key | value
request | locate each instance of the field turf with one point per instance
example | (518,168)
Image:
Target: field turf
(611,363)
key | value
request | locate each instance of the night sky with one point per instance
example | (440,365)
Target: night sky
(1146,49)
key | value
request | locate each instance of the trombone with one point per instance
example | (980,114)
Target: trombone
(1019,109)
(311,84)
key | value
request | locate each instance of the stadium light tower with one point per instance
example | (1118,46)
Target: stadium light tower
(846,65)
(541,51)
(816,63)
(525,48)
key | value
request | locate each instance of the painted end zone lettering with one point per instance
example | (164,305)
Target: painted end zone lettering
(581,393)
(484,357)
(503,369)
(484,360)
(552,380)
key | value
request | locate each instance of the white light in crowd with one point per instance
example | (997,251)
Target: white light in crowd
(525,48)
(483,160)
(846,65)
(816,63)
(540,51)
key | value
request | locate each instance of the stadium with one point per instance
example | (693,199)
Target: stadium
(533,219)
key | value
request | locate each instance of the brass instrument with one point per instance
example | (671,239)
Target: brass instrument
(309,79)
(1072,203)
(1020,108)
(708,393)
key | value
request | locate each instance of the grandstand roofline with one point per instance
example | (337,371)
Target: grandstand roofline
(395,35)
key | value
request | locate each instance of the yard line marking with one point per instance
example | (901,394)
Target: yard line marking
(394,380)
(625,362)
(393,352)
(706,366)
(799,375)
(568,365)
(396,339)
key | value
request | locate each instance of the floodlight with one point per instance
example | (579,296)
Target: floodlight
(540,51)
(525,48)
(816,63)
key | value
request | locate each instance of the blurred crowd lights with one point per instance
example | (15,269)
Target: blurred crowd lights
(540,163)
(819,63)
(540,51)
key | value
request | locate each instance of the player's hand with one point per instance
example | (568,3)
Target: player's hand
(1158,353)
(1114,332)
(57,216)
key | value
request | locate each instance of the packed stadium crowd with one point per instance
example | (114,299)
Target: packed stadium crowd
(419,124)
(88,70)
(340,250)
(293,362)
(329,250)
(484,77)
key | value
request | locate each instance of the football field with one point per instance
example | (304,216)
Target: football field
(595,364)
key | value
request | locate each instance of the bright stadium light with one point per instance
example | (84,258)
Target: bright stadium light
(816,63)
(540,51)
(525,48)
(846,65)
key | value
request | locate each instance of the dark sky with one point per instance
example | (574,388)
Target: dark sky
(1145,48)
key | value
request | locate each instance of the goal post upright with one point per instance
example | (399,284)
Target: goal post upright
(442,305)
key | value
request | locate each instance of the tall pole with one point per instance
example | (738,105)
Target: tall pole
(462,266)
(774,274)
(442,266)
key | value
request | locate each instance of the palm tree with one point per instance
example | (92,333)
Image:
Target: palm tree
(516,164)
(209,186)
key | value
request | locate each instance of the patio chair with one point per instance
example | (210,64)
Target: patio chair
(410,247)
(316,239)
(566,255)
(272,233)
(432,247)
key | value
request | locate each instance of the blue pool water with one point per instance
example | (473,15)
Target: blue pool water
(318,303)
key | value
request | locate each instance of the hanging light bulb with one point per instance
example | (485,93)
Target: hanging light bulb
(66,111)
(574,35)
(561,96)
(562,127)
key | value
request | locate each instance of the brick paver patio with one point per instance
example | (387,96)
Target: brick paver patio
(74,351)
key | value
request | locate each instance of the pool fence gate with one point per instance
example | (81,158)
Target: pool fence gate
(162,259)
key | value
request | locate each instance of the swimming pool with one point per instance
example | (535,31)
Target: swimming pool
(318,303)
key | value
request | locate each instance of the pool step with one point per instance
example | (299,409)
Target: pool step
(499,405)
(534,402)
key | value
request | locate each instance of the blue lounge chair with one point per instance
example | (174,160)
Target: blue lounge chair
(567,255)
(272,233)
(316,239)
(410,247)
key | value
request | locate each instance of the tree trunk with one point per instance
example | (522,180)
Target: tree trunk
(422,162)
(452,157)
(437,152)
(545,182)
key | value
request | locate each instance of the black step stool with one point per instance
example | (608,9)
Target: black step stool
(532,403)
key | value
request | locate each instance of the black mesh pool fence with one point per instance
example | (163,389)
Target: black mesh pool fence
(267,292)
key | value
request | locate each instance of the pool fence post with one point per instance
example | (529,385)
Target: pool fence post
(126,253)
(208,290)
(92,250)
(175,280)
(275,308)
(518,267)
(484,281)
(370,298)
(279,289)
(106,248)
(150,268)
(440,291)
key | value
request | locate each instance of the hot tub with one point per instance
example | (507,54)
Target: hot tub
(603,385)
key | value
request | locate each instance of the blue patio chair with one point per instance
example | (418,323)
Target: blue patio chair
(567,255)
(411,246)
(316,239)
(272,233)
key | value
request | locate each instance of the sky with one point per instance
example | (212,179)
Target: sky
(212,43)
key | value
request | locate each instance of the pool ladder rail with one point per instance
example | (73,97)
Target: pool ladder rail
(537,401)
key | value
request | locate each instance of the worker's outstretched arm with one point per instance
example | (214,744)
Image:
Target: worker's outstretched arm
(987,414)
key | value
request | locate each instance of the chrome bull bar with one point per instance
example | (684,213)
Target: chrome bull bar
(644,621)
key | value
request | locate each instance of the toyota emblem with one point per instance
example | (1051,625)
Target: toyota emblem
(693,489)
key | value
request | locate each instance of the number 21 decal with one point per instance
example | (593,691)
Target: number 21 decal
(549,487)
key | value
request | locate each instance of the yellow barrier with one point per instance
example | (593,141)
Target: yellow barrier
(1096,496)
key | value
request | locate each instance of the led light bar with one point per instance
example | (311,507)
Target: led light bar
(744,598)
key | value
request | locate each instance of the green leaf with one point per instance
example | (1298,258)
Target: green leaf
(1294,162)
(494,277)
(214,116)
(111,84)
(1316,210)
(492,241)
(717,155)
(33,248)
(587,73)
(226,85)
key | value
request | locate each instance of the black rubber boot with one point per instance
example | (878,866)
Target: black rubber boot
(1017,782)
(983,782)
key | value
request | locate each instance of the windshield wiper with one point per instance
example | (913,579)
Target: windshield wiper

━━━━━━━━

What you should do - An exact retyping of the full listing is required.

Task result -
key | value
request | locate each instance of the field turf with one point per instance
example | (518,168)
Image:
Target: field turf
(611,363)
key | value
request | locate each instance of the night sky with one point per instance
example | (440,365)
Target: night sky
(1146,49)
key | value
request | locate each instance of the trombone with one point per instance
example | (980,114)
Target: trombone
(1019,109)
(311,84)
key | value
request | locate each instance of the stadium light tower with one point per instance
example | (1118,46)
Target: stadium light tower
(846,65)
(541,51)
(816,63)
(525,48)
key | value
request | locate each instance of the painted end zone lettering with one point per instance
example | (164,305)
Target: painted end zone lettering
(581,393)
(484,357)
(503,369)
(484,360)
(552,380)
key | value
request | locate each instance of the white light in crowd with one point per instance
example | (997,251)
Target: white light in crowd
(525,48)
(483,160)
(846,65)
(816,63)
(540,51)
key | value
request | locate each instance of the stadium with one point per instance
example | (693,199)
Target: stadium
(533,219)
key | value
request | locate each instance of the brass instrument with one point per instance
example | (671,239)
Target: brass instrument
(309,79)
(1072,203)
(1020,108)
(708,393)
key | value
request | locate each instance of the grandstand roofline with one point per instance
example | (337,371)
Target: grandstand roofline
(395,35)
key | value
request | locate each instance of the yard line marking with one point per instance
example | (901,394)
Target: yard line marking
(394,380)
(625,362)
(393,352)
(706,366)
(799,375)
(568,365)
(396,339)
key | value
request | locate each instance of the floodlight with one point per instance
example | (579,296)
Target: floodlight
(540,51)
(525,48)
(816,63)
key | value
request | locate each instance of the blurred crowd lights with one point per instance
example | (15,269)
Target: blurred crowd lights
(540,163)
(819,63)
(540,51)
key | value
request | locate each instance of the player's hand with one point per instance
example | (568,3)
Target: player's hand
(1158,353)
(1114,332)
(57,216)
key | value
request | locate each instance of the packed stadium crowd with one point per instance
example | (114,299)
Target: packed stadium crowd
(419,124)
(88,70)
(340,250)
(293,362)
(329,250)
(484,77)
key | value
request | locate each instance of the football field with one point per instance
example | (304,216)
Target: football field
(595,364)
key | value
request | locate each instance of the bright stadium light with one point per instance
example | (84,258)
Target: bright stadium light
(816,63)
(540,51)
(525,48)
(846,65)
key | value
request | locate each instance of the dark sky with one point per instance
example | (574,388)
Target: dark sky
(1145,48)
key | value
request | locate each instance of the goal post upright with one point per instance
example | (399,284)
Target: goal post upright
(442,305)
key | value
request | locate each instance of the tall pole with one point per instance
example | (738,105)
Target: tall pole
(462,266)
(774,274)
(442,266)
key | value
request | locate each instance of the palm tree with one point per instance
example | (92,333)
Image:
Target: palm tree
(516,164)
(209,186)
key | value
request | locate each instance of the patio chair with one point per instance
example | (210,64)
Target: patio chair
(410,247)
(316,239)
(566,255)
(272,233)
(432,247)
key | value
request | locate each instance of the blue pool water with one point per instance
example | (473,15)
Target: blue pool water
(318,303)
key | value
request | locate each instance of the hanging light bulb with one point per instance
example | (485,93)
Target: hanging light bulb
(66,111)
(574,35)
(561,96)
(562,127)
key | value
request | locate each instance of the brick paver patio with one point per instance
example | (387,96)
Target: brick paver patio
(74,351)
key | value
request | locate each instance of the pool fence gate with one point per instance
example | (81,158)
Target: pool fence gate
(162,259)
key | value
request | locate each instance of the swimming pool with one point per instance
example | (535,31)
Target: swimming pool
(318,303)
key | value
request | locate each instance of the pool step with one point per instance
example | (299,409)
Target: pool step
(499,405)
(534,402)
key | value
request | locate each instance of the blue lounge chair with one point per instance
example | (174,160)
Target: blue lounge chair
(567,255)
(272,233)
(316,239)
(410,247)
key | value
request | locate each instance of the tree trunk with one point per instance
example | (522,180)
Target: tree trunk
(422,162)
(452,157)
(437,152)
(545,182)
key | value
request | locate each instance of the black step stool with one point per instance
example | (608,9)
Target: black step stool
(532,403)
key | value
request | locate each instance of the black mesh pool fence with one point per instance
example | (163,389)
Target: black mesh pool fence
(267,292)
key | value
request | locate each instance of the pool fence post with one point per instance
example | (529,385)
Target: pool fence post
(126,253)
(208,290)
(92,250)
(175,280)
(275,308)
(518,267)
(484,281)
(370,298)
(279,289)
(106,248)
(150,268)
(440,291)
key | value
request | locate each instance of the hot tub with one point per instance
example | (507,54)
Target: hot tub
(603,385)
key | value
request | locate each instance of the blue patio chair with one point per instance
example | (418,323)
Target: blue patio chair
(567,255)
(411,246)
(316,239)
(272,233)
key | value
request | locate each instance of the sky with one point per instance
example | (212,179)
Target: sky
(212,43)
key | value
request | locate each instance of the pool ladder rail with one point per instance
example | (73,97)
Target: pool ladder rail
(537,401)
key | value
request | locate each instance of the worker's outstretched arm with one point per instance
example | (214,744)
Image:
Target: worker's outstretched arm
(987,414)
key | value
request | locate each instance of the chrome bull bar with one point per instance
example | (684,213)
Target: chrome bull bar
(644,621)
key | value
request | locate each instance of the toyota emblem with one point per instance
example | (1051,625)
Target: toyota emblem
(693,489)
key | value
request | locate each instance of the number 21 decal with one point per instance
example | (593,691)
Target: number 21 decal
(549,487)
key | value
request | locate each instance of the yellow barrier with one point per instance
example | (593,141)
Target: yellow barrier
(1096,496)
key | value
request | locate each instance of the led light bar with one point per instance
example | (311,507)
Target: led light bar
(744,598)
key | value
request | locate each instance of the green leaf with one point per instance
example | (1298,258)
Target: green leaf
(1294,162)
(494,277)
(214,116)
(111,84)
(1316,210)
(492,241)
(717,155)
(33,248)
(587,73)
(226,85)
key | value
request | locate each instance of the black rubber boot with one point per instance
example | (878,866)
Target: black rubber boot
(1017,782)
(983,782)
key | value
request | locate each instance of the windshield wiper with one point per instance
example | (913,579)
Target: windshield wiper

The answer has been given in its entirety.